»»
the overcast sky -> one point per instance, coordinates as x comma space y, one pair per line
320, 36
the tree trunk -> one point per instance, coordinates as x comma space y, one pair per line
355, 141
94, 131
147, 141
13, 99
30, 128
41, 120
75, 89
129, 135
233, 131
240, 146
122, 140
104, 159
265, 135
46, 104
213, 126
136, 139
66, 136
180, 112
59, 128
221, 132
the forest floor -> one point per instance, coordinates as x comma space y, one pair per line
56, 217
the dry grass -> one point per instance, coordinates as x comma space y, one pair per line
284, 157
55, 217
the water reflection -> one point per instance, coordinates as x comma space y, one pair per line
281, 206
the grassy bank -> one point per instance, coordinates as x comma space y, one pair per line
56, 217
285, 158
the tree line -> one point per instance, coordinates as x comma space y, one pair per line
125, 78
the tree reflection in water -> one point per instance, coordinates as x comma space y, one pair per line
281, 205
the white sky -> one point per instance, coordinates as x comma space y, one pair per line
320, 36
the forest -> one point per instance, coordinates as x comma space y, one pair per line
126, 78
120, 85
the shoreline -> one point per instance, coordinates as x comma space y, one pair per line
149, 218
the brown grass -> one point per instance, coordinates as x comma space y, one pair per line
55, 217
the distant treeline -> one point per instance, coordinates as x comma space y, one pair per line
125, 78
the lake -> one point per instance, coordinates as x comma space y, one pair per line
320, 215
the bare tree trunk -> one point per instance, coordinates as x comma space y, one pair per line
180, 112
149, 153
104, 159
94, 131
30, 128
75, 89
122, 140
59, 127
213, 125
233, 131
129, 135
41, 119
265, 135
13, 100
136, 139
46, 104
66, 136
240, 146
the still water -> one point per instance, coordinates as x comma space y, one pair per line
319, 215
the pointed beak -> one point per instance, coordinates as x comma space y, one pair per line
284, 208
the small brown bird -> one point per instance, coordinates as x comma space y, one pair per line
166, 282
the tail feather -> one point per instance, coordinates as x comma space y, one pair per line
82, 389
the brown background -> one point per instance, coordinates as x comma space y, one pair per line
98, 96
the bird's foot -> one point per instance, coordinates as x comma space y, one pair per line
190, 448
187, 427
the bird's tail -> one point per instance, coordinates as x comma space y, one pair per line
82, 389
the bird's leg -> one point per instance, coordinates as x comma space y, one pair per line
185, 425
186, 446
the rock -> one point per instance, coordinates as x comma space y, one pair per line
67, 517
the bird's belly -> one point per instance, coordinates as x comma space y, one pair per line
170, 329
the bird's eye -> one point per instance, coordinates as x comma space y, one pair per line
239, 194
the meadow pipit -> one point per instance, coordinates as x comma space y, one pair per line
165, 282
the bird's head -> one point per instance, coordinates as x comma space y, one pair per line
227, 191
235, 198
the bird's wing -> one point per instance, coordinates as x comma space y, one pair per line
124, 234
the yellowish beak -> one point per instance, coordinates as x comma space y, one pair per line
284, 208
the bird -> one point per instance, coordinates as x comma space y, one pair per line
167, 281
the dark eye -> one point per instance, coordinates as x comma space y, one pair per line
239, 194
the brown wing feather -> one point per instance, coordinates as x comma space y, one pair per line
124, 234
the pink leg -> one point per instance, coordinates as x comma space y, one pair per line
««
- **WHAT YOU WILL DO**: Reproduce each entry exactly, leaving out nothing.

- **COMPLETE OUTPUT**:
the overcast sky -> one point per instance, coordinates as x comma space y, one pair per line
320, 36
the tree trunk -> one point per instance, coordinates as x comma space y, one pair per line
355, 141
94, 131
147, 141
13, 99
30, 128
41, 120
75, 89
129, 135
233, 131
240, 146
122, 140
104, 159
265, 135
46, 104
213, 126
136, 139
66, 136
180, 112
59, 128
221, 132
the forest floor -> one point per instance, coordinates as x comma space y, one pair per line
56, 217
the dry grass -> one point per instance, coordinates as x comma space y, one pair per line
284, 157
55, 217
the water reflection -> one point per instance, coordinates as x comma space y, one pair per line
281, 206
the grassy bank -> one point per instance, coordinates as x comma space y, one pair per line
56, 217
285, 158
the tree line -> one point per instance, coordinates as x comma space y, one pair per line
125, 78
the tree reflection in water -> one point per instance, coordinates as x comma space y, one pair per line
281, 205
the white sky -> one point per instance, coordinates as x comma space y, one pair per line
320, 36
the forest -> one point per instance, coordinates as x comma space y, one pair per line
126, 78
120, 85
the shoreline -> one point per instance, coordinates as x comma space y, one pair per line
149, 218
the brown grass -> one point per instance, coordinates as x comma space y, one pair per line
55, 217
the distant treeline -> one point per instance, coordinates as x comma space y, one pair per line
125, 78
the lake -> one point per instance, coordinates as x comma space y, one pair per line
320, 215
the bare tree trunk -> one point per instance, coordinates as x comma space y, one pair per line
180, 112
149, 153
104, 159
94, 131
30, 128
75, 89
122, 140
59, 127
213, 125
233, 131
129, 135
41, 119
265, 135
13, 100
136, 139
46, 104
66, 136
240, 146
the still water -> one point per instance, coordinates as x comma space y, one pair per line
319, 215
the pointed beak -> one point per instance, coordinates as x comma space y, one pair per line
284, 208
the small brown bird -> one point per instance, coordinates as x comma space y, one pair per line
166, 282
the tail feather -> one point per instance, coordinates as x comma space y, one pair per line
82, 389
the brown background -> one point per instance, coordinates as x comma space y, one pair per line
98, 96
the bird's foot -> one point per instance, coordinates as x comma space y, one pair per line
190, 448
187, 427
the bird's tail -> one point per instance, coordinates as x comma space y, one pair per line
82, 389
the bird's leg -> one point per instance, coordinates as x comma space y, one pair per line
185, 425
186, 446
the rock -> one point per instance, coordinates as x comma space y, one pair per line
67, 517
the bird's belly -> one point per instance, coordinates as x comma space y, one pair per line
170, 329
the bird's eye -> one point per instance, coordinates as x comma space y, one pair per line
239, 194
the meadow pipit -> one point per instance, coordinates as x comma space y, one pair per line
165, 282
the bird's head -> one point per instance, coordinates as x comma space y, one pair per line
227, 191
235, 198
the bird's wing -> one point per instance, coordinates as x comma space y, one pair per line
124, 234
the yellowish beak -> one point per instance, coordinates as x comma space y, one pair per line
284, 208
the bird -> one point per instance, coordinates as x comma space y, one pair per line
167, 281
the dark eye -> one point per instance, coordinates as x comma space y, one pair per line
239, 194
the brown wing feather -> one point per instance, coordinates as x comma space y, one pair per line
124, 234
the pink leg -> one point per instance, coordinates as x comma space y, one pair per line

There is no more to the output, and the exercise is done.